[Dataset entries]
__________________________________________________

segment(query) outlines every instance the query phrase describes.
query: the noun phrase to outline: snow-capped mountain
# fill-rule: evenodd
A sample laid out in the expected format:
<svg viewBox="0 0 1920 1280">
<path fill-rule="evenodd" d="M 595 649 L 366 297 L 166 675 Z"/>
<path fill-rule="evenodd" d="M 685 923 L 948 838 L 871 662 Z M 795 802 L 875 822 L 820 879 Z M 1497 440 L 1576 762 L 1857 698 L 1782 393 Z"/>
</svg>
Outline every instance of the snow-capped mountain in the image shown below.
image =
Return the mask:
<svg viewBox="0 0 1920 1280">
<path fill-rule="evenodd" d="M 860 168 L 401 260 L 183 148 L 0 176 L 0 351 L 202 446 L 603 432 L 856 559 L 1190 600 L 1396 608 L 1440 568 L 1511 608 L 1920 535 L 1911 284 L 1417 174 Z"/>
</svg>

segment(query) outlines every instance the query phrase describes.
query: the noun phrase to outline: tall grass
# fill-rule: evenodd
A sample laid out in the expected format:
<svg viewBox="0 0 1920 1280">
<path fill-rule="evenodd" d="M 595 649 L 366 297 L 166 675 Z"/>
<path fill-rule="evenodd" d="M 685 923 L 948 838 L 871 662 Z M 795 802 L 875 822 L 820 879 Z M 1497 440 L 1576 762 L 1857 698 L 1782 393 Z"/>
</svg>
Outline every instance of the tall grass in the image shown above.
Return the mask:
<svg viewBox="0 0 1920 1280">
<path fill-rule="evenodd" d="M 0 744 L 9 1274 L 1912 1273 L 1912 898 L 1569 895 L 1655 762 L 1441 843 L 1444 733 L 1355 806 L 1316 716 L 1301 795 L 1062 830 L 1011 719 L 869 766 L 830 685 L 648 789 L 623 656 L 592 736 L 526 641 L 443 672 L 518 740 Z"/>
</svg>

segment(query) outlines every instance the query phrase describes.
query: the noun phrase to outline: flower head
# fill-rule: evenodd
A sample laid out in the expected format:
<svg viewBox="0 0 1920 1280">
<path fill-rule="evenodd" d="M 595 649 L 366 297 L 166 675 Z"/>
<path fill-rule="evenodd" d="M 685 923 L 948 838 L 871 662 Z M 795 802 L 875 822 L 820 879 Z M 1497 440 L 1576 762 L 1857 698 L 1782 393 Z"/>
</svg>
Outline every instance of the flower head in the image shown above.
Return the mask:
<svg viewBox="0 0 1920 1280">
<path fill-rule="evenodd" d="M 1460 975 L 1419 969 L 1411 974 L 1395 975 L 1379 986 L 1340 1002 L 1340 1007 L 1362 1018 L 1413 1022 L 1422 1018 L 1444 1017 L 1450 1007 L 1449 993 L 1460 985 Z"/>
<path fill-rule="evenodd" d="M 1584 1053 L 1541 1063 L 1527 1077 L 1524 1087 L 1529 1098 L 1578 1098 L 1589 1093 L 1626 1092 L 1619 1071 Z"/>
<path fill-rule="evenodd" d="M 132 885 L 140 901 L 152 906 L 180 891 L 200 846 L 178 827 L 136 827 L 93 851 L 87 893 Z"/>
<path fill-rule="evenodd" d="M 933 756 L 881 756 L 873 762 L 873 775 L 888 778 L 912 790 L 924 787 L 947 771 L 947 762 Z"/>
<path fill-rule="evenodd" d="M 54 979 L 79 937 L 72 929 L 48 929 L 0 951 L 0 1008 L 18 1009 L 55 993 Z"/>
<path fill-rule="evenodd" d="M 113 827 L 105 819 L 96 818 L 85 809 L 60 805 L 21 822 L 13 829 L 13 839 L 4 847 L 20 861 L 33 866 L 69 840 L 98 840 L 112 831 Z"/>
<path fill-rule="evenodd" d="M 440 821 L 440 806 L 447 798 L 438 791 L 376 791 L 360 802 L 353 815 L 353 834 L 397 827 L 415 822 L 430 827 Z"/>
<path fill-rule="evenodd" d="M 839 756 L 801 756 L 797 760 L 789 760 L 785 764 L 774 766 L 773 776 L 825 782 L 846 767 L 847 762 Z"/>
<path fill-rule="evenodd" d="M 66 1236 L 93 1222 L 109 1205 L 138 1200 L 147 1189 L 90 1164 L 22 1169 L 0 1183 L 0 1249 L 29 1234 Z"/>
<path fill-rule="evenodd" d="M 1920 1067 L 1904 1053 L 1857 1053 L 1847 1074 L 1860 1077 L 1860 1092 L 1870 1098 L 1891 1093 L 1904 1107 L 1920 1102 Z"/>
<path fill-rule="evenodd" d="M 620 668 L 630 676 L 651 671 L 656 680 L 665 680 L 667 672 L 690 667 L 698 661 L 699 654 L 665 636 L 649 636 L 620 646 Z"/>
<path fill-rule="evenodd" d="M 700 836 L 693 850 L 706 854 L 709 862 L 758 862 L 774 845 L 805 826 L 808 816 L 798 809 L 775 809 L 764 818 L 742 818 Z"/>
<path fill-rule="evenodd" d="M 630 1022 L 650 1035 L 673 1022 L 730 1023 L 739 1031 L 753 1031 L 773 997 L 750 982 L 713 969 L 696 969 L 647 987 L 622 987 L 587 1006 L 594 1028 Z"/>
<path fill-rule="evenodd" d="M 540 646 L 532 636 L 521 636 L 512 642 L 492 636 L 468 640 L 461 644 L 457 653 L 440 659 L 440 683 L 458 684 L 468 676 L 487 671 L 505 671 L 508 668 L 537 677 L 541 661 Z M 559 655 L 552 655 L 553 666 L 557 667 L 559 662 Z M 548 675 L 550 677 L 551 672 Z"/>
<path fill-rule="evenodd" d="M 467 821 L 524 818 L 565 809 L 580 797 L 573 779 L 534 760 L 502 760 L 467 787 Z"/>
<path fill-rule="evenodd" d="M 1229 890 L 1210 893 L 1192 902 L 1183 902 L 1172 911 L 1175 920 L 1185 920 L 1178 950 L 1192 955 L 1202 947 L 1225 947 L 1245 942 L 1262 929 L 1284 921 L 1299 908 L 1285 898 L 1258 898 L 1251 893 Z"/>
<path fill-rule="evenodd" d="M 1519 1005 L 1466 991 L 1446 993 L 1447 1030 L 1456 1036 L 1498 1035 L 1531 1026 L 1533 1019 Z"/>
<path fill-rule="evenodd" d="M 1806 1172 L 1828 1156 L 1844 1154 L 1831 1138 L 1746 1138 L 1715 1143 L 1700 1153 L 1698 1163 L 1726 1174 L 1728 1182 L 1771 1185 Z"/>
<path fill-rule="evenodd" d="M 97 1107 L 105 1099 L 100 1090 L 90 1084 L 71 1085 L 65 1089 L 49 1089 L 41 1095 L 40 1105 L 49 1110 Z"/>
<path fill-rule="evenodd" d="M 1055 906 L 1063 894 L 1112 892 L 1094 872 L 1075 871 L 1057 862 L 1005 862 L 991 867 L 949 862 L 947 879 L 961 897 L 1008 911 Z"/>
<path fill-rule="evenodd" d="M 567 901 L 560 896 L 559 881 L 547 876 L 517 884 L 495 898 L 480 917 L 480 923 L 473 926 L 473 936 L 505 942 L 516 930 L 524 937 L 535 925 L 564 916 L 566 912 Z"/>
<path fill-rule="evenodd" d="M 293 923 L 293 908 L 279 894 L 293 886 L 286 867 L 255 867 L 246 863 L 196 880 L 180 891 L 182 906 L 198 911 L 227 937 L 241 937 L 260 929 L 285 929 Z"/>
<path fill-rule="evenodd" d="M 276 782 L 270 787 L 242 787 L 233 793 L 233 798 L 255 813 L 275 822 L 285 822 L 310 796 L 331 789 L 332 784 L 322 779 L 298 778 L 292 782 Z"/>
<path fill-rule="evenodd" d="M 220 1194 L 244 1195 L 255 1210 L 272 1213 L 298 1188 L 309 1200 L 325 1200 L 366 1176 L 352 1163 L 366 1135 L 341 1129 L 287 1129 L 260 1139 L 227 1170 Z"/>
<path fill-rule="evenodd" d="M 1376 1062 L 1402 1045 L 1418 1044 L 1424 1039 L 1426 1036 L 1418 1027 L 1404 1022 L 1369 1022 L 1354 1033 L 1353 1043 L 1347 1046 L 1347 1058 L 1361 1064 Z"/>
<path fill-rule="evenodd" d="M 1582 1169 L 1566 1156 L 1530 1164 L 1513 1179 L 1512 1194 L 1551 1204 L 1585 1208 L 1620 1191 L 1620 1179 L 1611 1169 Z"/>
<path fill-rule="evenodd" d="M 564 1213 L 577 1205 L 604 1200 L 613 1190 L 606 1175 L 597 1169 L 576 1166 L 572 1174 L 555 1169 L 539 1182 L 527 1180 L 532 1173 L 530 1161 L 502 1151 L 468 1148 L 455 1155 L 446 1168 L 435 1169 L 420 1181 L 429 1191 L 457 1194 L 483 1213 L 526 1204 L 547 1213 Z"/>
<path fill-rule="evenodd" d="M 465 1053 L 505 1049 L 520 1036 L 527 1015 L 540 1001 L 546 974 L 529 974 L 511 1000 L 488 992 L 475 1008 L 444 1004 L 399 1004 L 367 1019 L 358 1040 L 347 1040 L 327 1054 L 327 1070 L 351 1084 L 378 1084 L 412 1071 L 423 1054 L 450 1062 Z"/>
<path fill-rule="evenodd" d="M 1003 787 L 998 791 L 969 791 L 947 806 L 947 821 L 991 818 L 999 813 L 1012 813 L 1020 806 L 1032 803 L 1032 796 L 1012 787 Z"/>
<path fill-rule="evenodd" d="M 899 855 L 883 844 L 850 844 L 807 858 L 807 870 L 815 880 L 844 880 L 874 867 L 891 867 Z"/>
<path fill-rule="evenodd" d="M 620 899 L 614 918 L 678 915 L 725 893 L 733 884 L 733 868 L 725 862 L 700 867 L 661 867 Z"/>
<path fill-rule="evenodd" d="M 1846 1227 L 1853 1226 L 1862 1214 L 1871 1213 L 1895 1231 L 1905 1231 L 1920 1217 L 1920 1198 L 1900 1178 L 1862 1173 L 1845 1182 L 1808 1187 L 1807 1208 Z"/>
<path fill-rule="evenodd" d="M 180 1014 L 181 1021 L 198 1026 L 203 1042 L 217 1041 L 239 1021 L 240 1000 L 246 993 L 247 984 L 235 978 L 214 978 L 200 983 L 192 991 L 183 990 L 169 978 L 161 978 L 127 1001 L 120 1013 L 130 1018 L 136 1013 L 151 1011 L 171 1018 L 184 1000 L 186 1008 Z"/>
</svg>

__________________________________________________

- EXERCISE PROMPT -
In the records, how many lines have the word "capped" in them? Only the number is needed.

- ANSWER SECTION -
2